### SUPPLIED INFORMATION ###

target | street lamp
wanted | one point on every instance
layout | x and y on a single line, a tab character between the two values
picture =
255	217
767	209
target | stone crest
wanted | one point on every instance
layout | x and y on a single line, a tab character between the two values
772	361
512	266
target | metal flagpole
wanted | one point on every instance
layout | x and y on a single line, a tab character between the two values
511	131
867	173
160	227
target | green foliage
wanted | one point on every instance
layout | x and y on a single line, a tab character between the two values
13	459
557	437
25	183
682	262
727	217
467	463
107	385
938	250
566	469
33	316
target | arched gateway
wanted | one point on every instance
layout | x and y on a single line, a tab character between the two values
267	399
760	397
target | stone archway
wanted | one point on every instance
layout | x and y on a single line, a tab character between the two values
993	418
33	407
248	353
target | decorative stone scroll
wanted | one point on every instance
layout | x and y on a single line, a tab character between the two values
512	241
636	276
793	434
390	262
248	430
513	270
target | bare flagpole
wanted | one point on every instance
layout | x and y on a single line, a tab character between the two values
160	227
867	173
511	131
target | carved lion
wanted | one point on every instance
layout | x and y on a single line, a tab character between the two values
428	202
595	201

###
### SUPPLIED INFORMATION ###

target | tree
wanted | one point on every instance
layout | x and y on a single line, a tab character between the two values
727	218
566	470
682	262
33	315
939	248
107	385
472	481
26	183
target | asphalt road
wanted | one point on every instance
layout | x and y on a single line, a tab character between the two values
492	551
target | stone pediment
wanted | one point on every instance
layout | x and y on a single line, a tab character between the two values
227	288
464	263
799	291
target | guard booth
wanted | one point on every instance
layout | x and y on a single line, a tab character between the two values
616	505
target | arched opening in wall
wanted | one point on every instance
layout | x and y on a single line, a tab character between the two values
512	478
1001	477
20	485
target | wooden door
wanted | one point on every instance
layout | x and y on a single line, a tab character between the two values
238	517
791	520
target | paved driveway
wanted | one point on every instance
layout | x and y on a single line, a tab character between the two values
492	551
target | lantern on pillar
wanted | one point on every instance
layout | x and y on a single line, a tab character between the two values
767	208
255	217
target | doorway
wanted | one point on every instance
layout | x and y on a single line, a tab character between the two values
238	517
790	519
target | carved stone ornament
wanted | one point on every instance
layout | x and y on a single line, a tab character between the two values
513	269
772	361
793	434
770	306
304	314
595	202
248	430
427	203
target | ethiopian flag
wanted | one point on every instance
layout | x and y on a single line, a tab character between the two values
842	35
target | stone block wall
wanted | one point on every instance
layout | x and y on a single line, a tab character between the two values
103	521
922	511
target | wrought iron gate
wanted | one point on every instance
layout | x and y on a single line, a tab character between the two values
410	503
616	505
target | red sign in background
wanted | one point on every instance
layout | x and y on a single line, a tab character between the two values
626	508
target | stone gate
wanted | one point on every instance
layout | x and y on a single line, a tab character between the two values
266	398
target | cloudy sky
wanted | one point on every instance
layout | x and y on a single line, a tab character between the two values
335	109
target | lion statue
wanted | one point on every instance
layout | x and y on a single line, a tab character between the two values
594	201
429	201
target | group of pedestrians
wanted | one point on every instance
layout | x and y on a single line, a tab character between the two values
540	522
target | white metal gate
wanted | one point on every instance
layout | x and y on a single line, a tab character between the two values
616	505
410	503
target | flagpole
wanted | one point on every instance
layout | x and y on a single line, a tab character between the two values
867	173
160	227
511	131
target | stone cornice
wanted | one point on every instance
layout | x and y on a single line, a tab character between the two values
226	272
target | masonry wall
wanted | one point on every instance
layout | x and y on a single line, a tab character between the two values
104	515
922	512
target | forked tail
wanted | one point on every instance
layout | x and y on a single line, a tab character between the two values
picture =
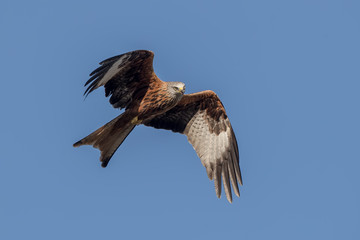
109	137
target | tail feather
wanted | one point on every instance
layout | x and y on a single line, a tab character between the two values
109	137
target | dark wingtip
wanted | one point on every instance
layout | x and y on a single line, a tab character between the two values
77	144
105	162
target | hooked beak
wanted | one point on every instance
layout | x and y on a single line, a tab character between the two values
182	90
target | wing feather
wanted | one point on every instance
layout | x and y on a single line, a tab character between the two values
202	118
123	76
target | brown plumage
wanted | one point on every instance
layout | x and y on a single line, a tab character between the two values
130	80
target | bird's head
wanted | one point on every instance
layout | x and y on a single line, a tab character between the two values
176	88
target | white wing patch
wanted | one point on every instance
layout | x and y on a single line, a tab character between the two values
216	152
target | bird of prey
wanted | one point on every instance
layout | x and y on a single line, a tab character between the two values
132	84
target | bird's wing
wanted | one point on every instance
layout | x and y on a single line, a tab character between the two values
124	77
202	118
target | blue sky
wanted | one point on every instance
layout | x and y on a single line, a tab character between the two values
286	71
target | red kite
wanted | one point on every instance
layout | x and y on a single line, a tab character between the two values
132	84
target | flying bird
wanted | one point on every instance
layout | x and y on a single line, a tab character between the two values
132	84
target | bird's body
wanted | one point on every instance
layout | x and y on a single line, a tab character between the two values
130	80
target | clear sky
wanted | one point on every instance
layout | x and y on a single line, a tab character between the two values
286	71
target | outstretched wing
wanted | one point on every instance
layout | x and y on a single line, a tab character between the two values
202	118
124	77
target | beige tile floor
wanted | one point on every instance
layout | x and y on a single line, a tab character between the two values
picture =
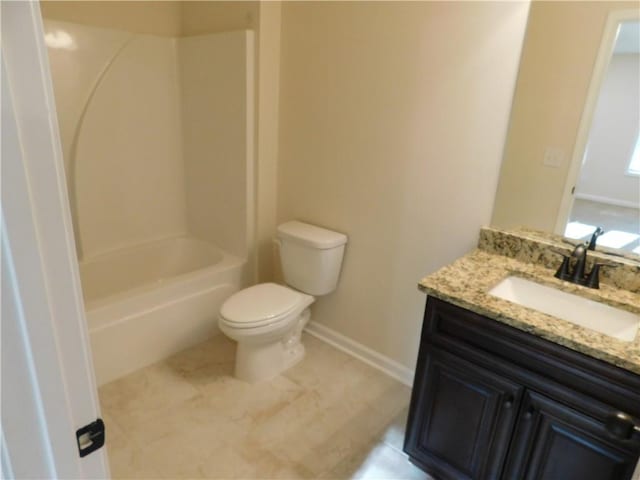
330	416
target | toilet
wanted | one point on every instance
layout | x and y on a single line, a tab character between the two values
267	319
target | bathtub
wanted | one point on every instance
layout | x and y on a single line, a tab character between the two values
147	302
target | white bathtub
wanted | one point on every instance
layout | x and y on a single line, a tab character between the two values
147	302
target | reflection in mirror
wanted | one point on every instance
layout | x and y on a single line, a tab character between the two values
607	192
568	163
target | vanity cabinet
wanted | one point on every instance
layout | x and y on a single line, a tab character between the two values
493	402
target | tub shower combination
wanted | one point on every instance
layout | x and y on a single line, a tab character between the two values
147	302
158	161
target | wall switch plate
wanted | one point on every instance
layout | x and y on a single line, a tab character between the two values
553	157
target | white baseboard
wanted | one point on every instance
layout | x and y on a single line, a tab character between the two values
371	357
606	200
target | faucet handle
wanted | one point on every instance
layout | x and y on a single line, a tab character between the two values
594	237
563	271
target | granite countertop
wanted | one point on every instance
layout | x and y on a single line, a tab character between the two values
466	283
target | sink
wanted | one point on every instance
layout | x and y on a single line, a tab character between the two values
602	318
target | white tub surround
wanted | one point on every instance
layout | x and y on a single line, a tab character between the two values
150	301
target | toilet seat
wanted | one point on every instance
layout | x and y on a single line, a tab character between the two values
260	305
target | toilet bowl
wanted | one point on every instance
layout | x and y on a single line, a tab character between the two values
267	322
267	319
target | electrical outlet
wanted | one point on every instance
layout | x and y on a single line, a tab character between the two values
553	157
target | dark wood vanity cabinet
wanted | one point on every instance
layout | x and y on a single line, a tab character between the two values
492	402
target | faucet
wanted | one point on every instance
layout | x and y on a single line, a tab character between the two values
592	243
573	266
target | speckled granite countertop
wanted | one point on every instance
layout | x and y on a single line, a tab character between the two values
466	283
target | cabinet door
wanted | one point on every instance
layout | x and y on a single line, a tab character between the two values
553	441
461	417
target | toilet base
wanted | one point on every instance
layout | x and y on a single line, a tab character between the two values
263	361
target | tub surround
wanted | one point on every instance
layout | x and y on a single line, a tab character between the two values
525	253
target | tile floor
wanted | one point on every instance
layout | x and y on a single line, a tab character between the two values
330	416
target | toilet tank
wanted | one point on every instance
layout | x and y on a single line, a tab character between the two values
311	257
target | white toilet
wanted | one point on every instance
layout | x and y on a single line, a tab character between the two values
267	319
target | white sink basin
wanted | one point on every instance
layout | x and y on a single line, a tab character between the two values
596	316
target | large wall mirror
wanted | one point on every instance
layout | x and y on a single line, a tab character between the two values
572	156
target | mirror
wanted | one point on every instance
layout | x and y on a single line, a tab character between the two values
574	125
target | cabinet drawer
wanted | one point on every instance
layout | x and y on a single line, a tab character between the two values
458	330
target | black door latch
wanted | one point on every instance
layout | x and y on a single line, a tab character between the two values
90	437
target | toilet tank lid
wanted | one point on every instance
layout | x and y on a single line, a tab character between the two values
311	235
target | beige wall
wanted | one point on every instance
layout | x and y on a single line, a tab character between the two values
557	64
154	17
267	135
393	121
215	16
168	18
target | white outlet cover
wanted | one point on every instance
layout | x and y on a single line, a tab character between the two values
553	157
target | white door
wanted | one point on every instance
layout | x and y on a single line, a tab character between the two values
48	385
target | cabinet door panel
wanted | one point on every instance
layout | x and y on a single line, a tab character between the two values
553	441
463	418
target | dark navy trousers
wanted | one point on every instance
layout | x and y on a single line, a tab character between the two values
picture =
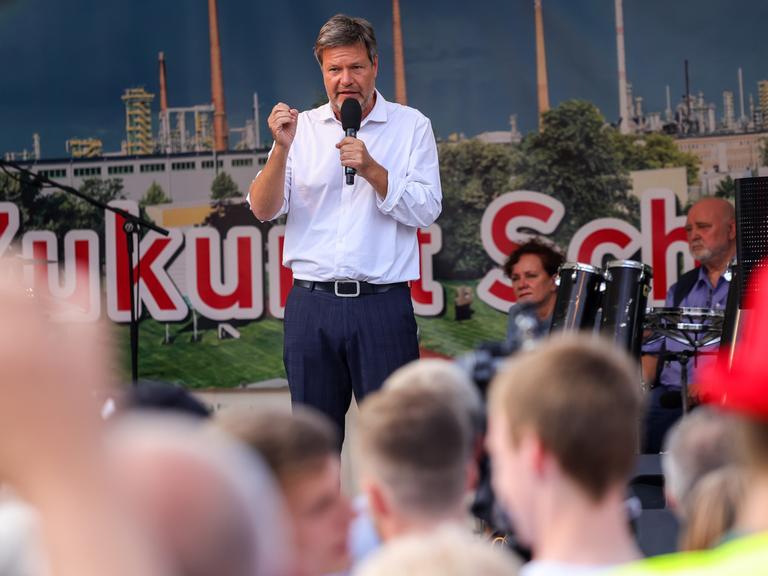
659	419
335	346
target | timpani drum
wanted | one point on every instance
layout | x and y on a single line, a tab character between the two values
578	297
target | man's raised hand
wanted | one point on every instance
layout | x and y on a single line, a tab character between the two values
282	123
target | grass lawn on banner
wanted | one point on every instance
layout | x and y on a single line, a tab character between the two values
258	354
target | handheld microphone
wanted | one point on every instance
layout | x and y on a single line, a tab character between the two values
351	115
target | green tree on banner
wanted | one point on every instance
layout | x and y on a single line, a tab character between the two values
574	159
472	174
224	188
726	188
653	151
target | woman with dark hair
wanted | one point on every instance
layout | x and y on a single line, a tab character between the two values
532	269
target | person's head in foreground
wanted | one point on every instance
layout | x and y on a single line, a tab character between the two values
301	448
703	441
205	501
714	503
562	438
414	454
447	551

###

## TASK BRIEF
Tally the lines above that contain the string "sink", treating uppercase and lowercase as different, and give only the number.

## WRITTEN REPLY
2